INSTRUCTION: Copy the entries below verbatim, beginning with their first line and continuing through the line that contains "[[547, 298]]", including that line.

****************

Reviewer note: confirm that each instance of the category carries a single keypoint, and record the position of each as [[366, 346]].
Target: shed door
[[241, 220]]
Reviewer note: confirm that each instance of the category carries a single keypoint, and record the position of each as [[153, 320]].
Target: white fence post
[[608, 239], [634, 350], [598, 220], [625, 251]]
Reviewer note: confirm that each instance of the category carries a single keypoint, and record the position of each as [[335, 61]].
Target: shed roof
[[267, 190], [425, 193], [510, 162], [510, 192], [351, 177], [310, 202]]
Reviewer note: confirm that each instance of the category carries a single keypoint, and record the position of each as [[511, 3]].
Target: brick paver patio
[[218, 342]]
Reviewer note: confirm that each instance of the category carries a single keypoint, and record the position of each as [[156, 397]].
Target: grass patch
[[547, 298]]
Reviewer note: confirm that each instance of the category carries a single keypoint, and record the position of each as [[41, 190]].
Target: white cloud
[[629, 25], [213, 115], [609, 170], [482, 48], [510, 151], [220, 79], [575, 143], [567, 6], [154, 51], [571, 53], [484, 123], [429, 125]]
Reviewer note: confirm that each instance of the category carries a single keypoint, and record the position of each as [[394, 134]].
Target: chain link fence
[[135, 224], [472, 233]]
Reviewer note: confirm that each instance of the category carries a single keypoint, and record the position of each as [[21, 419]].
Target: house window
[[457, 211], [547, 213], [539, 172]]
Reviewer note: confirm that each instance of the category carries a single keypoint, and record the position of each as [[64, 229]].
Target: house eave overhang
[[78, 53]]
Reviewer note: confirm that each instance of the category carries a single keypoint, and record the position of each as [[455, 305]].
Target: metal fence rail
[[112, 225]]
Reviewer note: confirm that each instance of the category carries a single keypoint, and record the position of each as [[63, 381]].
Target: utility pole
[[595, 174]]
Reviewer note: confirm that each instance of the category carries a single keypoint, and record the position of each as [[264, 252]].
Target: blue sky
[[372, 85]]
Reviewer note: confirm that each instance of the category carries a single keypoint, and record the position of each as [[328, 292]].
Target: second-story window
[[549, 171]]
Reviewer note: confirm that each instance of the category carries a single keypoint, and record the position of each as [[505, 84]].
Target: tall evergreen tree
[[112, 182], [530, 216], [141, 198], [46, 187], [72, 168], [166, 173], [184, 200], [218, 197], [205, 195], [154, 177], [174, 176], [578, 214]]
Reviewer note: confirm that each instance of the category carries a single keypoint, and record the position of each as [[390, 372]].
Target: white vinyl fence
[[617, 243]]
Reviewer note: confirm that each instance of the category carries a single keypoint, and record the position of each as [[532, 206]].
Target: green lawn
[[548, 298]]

****************

ANSWER TO THE PROBLEM:
Reviewer note: confirm that each instance of the category carries a single keypoint, and record the position of each as [[366, 346]].
Target: shed door
[[241, 220]]
Reviewer note: confirm that each instance of the category carries a single keypoint, and record the position of each as [[153, 320]].
Target: white fence post
[[608, 239], [634, 350], [598, 220], [625, 251]]
Reviewer note: confirm that each instance of the category carries a single keypoint, and record the position of each as [[335, 61]].
Target: shed roof
[[267, 190], [425, 193], [510, 162], [510, 192], [351, 177], [310, 202]]
Reviewer note: confirm that each instance of the category carries a single keypoint, and record the position of each as [[511, 3]].
Target: brick paver patio
[[218, 342]]
Reviewer note: confirm that each instance of the category carries a single keypoint, and record the position of each as [[156, 397]].
Target: grass patch
[[547, 298]]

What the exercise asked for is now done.